ARTICLE>
Lots of configuration enhancements.
Data files (for gender detection, and in the future sentiment analysis) will now be downloaded and installed automatically. This makes the installation process much easier for the harvester. It should really just be a matter of downloading a binary (or clone from GitHub) and running it. Users won't need to go hunting down files and copying them to specific locations. This will become a more robust asset system in the future (allowing for custom replacement data files).
Configuration updates also go into this new sh-data
directory. The harvester does not require a database. So the
configuration is stored in a JSON file (sure, could have been SQLite or something too). Many users will simply provide this
config file with each harvester server that they bring online in an automated fashion...But other users will want to change
the config through the harvester API and have it persist should the harvester crash and restart.
Again, this will become a more robust system in the future because multiple harvesters will be at work in parallel and so config updates will need to propagate out to all of those machines as well.
Configuration can now be reloaded, reset, and managed via the harvester API. The application will also exit if there is no JSON configuration file available. There must be, at least a minimal, config file.
Also, the database config takes new retentionDays
and partitionDays
values. This helps the harvester with data
retention. InfluxDB automatically can expire old data, but in the future the harvester will use Postgres' PARTITION feature
to set partitions and then scheduled tasks will simply drop old tables outside this retention period. For now, only the
retentionDays
setting is used. If greater than 0, it will currently prevent older data from being stored. It is possible
for the harvester to pick up old data (sometimes months old) and this adds unnecessary strain on InfluxDB because soon after
the data is added, it's removed by the database. This can happen over and over and over. So this age check on data helps.
It's also going to help when using Postgres of course. Any gate keeping that prevents un-used data from being inserted helps.
Now supporting InfluxDB again as a data store. InfluxDB has many features and advantages over Postgres for time series data. Features include the ability to automatically remove data after an expiration date and many useful aggregation functions. As a result, it will allow the API and dashboard to come together sooner. Postgres and InfluxDB will be the front-runners, but additional database support may be added in the future.

GIVEN MATERIAL>

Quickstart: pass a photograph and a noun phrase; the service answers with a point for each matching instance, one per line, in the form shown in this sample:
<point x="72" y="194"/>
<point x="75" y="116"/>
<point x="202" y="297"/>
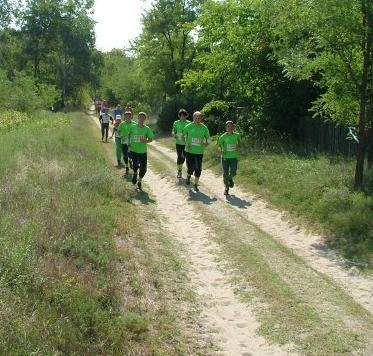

PROBLEMS TO SOLVE>
[1] In the harvester changelog, what kind of file stores the configuration?
[2] Decide whether each statement agrees with the harvester changelog. Answer yes or no, and quote the deciding words.
(a) The harvester requires a database.
(b) The application exits when no JSON configuration file is available.
(c) Both the retentionDays and partitionDays settings are currently used.
[3] From the harvester changelog, extract the stretch from "Lots of configuration" through "replacement data files).".

RESPONSES BY TASK>
[1] A JSON file.

[2]
(a) No: "The harvester does not require a database."
(b) Yes: "The application will also exit if there is no JSON configuration file available."
(c) No: "For now, only the retentionDays setting is used."

[3]
Lots of configuration enhancements.
Data files (for gender detection, and in the future sentiment analysis) will now be downloaded and installed automatically. This makes the installation process much easier for the harvester. It should really just be a matter of downloading a binary (or clone from GitHub) and running it. Users won't need to go hunting down files and copying them to specific locations. This will become a more robust asset system in the future (allowing for custom replacement data files).